DOCUMENT EXTRACT —

○ ○ ○

There are two classes of cases enumerated in the Constitution, between which a distinction seems to be drawn. The first class includes cases arising under the Constitution, laws and treaties of the United States; cases affecting ambassadors, other public ministers and consuls; and cases of admiralty and maritime jurisdiction. In this class the expression is that the judicial power shall extend to all cases, but in the subsequent part of the clause, which embraces all other cases of national cognizance, the word "all" is dropped, seemingly ex industria. In respect to the first class, it may well have been the intention of the framers of the Constitution imperatively to extend the judicial power either in an original or appellate form, to all cases, and in the latter class to leave it to Congress to qualify the jurisdiction, original or appellate, in such manner as public policy might dictate. Martin v. Hunter, 1 Wheat. 304; The Moses Taylor, 4 Wall.

411.

The Constitution imposes no limitation upon the class of cases involving controversies between citizens of different States to which the judicial power of the United States may be extended, and Congress may therefore lawfully provide for bringing, at the option of either of the parties, all such controversies within the jurisdiction of the Federal judiciary. Gaines v. Fuentes, 92 U. S. 10.

Congress may give the Federal courts original jurisdiction in any case to which the appellate jurisdiction extends. Osborn v. Bank, 9 Wheat. 738.

○ ○ ○

PROVIDED RECORDS —
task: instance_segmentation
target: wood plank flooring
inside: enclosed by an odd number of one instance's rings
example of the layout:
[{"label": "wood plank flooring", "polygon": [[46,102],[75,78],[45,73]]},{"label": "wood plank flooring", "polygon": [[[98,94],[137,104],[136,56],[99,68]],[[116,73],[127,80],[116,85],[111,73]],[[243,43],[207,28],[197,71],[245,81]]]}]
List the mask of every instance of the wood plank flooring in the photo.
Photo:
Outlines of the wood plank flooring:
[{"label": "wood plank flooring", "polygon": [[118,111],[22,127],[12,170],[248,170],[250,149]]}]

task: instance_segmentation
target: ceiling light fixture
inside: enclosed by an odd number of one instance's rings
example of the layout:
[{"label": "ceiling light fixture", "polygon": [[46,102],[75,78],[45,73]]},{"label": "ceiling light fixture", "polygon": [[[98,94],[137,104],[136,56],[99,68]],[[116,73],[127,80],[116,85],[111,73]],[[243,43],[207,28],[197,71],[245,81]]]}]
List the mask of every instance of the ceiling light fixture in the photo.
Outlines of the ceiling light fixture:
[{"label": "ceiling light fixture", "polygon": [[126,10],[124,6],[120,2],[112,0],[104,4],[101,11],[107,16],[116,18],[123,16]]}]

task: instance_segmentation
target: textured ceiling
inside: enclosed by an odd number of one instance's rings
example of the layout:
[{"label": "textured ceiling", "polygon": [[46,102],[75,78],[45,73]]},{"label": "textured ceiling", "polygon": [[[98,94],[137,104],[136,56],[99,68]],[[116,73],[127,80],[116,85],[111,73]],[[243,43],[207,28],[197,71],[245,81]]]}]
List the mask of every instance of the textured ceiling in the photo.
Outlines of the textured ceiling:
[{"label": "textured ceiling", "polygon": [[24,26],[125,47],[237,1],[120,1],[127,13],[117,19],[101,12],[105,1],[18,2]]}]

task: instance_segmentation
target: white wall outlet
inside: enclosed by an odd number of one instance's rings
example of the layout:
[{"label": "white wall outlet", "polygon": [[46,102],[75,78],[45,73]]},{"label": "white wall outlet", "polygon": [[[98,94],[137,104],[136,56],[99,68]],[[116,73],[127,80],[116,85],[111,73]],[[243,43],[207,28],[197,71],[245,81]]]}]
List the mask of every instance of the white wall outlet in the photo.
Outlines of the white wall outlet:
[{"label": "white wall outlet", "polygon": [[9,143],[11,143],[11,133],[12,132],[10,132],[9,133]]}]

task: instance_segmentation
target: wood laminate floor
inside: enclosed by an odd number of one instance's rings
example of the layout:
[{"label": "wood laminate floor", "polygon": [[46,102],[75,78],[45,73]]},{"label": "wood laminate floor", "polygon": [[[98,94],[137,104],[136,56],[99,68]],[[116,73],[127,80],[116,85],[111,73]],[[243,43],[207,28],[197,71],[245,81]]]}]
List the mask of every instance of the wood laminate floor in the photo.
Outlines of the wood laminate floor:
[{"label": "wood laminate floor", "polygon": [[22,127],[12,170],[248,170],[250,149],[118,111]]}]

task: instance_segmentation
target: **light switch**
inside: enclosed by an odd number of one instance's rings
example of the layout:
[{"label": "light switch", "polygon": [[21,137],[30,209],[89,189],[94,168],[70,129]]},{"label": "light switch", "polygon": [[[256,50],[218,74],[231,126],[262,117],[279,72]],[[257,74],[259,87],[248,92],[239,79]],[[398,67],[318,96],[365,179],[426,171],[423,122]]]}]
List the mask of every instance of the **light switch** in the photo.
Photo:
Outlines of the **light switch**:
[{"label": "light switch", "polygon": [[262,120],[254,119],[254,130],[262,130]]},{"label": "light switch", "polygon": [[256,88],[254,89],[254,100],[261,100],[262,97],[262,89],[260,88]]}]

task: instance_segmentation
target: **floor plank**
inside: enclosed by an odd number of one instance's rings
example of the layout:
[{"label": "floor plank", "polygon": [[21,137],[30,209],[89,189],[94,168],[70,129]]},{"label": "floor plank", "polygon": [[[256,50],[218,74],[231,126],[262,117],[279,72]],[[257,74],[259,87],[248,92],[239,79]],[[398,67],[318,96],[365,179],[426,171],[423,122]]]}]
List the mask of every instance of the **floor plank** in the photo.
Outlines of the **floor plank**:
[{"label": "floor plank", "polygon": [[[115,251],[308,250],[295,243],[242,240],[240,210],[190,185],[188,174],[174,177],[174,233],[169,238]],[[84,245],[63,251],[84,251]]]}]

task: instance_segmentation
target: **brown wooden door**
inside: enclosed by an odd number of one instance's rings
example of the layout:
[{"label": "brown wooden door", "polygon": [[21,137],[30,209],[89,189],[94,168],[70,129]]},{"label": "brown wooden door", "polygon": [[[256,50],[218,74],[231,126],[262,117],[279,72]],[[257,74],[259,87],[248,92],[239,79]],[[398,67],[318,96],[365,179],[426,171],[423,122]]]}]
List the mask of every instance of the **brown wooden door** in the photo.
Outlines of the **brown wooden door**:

○ ○ ○

TO-DO LIST —
[a] In the excerpt on federal judicial power, which case is cited for the rule that Congress may give the Federal courts original jurisdiction in any case the appellate jurisdiction reaches?
[b] Give the name of every court case cited in the excerpt on federal judicial power, without the volume and page numbers.
[c] According to the excerpt on federal judicial power, why may Congress lawfully let either party bring a controversy between citizens of different States into the Federal courts?
You won't need the lines after the text for any of this.

OUTPUTS FOR THE TASKS —
[a] Osborn v. Bank, 9 Wheat. 738.

[b]
Martin v. Hunter
The Moses Taylor
Gaines v. Fuentes
Osborn v. Bank

[c] The Constitution puts no limit on which of these controversies the judicial power of the United States may be extended to. So Congress may provide for bringing all of them, at either party's option, within the jurisdiction of the Federal judiciary.